Image point annotation entries:
····················

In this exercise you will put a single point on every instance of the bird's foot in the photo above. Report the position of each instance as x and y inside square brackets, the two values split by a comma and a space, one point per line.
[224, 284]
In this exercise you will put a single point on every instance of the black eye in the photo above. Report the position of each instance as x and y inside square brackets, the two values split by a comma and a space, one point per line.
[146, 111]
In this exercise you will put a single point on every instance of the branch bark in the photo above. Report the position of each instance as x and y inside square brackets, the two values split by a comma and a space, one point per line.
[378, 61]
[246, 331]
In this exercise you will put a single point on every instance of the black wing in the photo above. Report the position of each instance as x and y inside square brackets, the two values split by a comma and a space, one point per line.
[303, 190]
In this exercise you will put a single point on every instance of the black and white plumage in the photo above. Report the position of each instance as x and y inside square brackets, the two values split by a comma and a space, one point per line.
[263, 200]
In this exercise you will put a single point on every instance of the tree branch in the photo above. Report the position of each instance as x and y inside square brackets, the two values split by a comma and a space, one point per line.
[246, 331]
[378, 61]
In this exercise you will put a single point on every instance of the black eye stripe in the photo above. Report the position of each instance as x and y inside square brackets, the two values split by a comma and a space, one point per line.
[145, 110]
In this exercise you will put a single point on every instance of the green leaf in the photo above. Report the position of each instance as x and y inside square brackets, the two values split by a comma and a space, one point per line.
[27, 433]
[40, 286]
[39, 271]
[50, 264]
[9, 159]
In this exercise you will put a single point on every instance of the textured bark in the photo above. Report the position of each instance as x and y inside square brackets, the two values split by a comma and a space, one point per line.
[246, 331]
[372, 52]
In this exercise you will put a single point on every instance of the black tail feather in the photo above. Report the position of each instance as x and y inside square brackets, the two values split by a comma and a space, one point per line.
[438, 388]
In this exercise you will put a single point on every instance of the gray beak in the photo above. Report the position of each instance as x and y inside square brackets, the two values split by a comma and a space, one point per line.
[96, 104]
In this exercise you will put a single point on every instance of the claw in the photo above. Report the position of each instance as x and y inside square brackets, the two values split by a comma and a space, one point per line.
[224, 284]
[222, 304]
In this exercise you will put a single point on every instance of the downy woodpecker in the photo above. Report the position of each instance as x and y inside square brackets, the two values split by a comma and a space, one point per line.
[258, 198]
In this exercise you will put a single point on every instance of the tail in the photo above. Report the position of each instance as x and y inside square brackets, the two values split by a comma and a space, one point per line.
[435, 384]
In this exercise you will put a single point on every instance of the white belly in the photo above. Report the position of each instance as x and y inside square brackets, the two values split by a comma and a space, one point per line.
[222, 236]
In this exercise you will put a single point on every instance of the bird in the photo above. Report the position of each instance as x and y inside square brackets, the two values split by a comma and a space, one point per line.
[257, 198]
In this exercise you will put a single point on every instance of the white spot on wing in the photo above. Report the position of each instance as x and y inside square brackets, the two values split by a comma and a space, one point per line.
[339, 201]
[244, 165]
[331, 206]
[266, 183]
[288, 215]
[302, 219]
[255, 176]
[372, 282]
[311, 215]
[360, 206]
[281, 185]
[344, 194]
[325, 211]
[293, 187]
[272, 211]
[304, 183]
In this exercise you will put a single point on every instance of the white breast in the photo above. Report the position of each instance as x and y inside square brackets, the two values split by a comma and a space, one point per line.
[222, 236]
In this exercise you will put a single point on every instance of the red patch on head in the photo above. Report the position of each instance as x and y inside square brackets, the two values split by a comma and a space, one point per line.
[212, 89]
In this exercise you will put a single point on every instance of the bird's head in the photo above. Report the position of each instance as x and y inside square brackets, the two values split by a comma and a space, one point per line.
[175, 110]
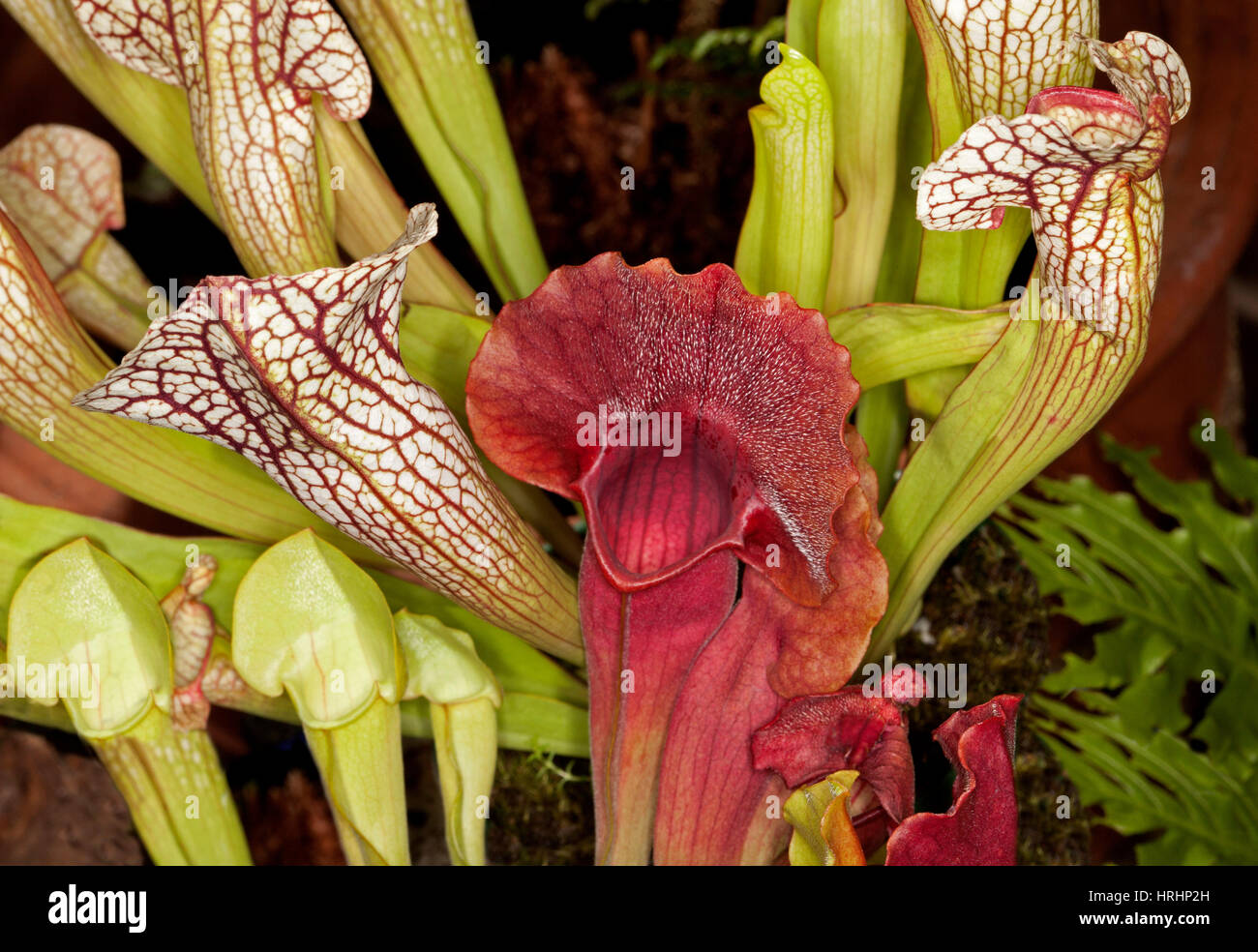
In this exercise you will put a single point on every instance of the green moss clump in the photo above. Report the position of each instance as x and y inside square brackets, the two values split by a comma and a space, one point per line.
[542, 812]
[984, 610]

····················

Set task: In your copy, repeat each record exactly and include no pictures.

Result:
In this exercise you will put a single point on every instance of the bird's foot in the photo above. Report the position of each instance as x and y inside square brackets, the two values split by a comma and a space, one point per line.
[224, 284]
In this exercise you will put a single point on every instance of the black eye in the photo above. Report the position of each instance as x and y inside square brackets, the two values split by a comma and a space, one point per line.
[146, 111]
In this exercise you will put a single point on every instance of the branch bark in the photo above. Report the position of each instance as x and y inside square brackets, the two values split by a comma and a space, one point per line.
[378, 61]
[246, 331]
In this exercise you will put a single point on every instance of the black wing in the photo above. Report the position of each instance as x and y inside square brackets, the two values split by a comma and a space, one point per line.
[303, 190]
In this exercise you will put a single point on every instance of the black and white plumage in the photo above. Report the position of each instance as x and y inside square brackets, the two values split by a comma and a space, one point per line.
[263, 200]
In this exercise you will put a single point on every instance of the tree branch in the photo above. Report the position of each instance as x and y inside square brackets, the two values split by a comma and a space, one point per line.
[246, 331]
[378, 61]
In this exercise you will put a single point on every instance of the black eye stripe in the photo above. Report the position of each instance as x and y inside square brackets, the two values split by a comma and a space, one point per line.
[145, 110]
In this exercise you will put a single point on every instance of the green leaf in the photo above. Report the position of each instance as x and y inside square brackets, the two values split by a comma and a space, one point per line.
[27, 433]
[40, 286]
[39, 271]
[50, 264]
[9, 159]
In this exercise you will put a single point on every instance of the textured bark in the photo above. Report the position of each instance as x and y inside square brackets, the two values split by a comma and a space, one point per line.
[246, 331]
[372, 52]
In this exercise you will put a single point on every instance of the black tail feather in the photo above. Report the position of each instance as x and y inside square brackets, the two values split by a comma and a space, one point per line.
[438, 388]
In this exercise you will put a single point on every instance of the gray beak in the photo above. Report the position of each instance as x and y inside square brackets, the two values split by a comma and a space, one point per line.
[96, 104]
In this exercise you will put a single point on every instance of the claw in the photo above. Report the position of each instance as x and y inside square brackets, the two values split by a comma and a space, one point per line.
[224, 284]
[222, 304]
In this exercise you will put a single point on every instance of the downy woodpecker in the photo above. Report the position of each instance as x and y inside square brackets, the two values split by a comma and a space, one point per line.
[258, 198]
In this exercise you will put a single point on every instance of the tail in the photo above. Report the position of each instance as x and y inside square brackets, the two values split by a comma and a space, one point per line.
[435, 384]
In this exercise you will put a single point on every instance of the white belly in the photo above. Report the position of each instance as x and y inside square brackets, the two values split by a comma and a space, one point per line.
[222, 236]
In this exercise you will put a single point on every instance of the bird in the photo above. Report the position of each instance as x and y inside square brackets, the two values split by a comma and a space, one point per line.
[257, 198]
In this exercise you will put a single point on every instance of the white spot on wing in the photo above. Report the position of each instance as x and y inside square brackets, the two values split by a comma and a space, one point per line.
[339, 201]
[244, 165]
[331, 206]
[266, 183]
[288, 215]
[302, 219]
[255, 176]
[372, 282]
[311, 215]
[360, 206]
[281, 185]
[344, 194]
[325, 211]
[293, 187]
[272, 211]
[304, 183]
In this exercise you will put a single point on every instance of the white breast in the photo above. Report the position of each instance as x and y inside square brackets, the two values split by a comma and a space, one point per line.
[222, 236]
In this exercise you will put a single point on every instance of the red patch on head in the photo above. Report the position of each instance as x and y inside square brackets, the two values split by a comma and a space, one point per line.
[212, 89]
In this exercise you will put a single point on every instance of the bird's head in the photo above. Report the position of each instance as x and y inside square brackets, the two values split by a comma and a space, one point per line.
[175, 110]
In this exercise you will put a single point on every instance of the green moss clump in the photo above. Report the position of each instance as x and y inside square brackets, the two values split by a comma and a space, one point per line.
[542, 812]
[984, 610]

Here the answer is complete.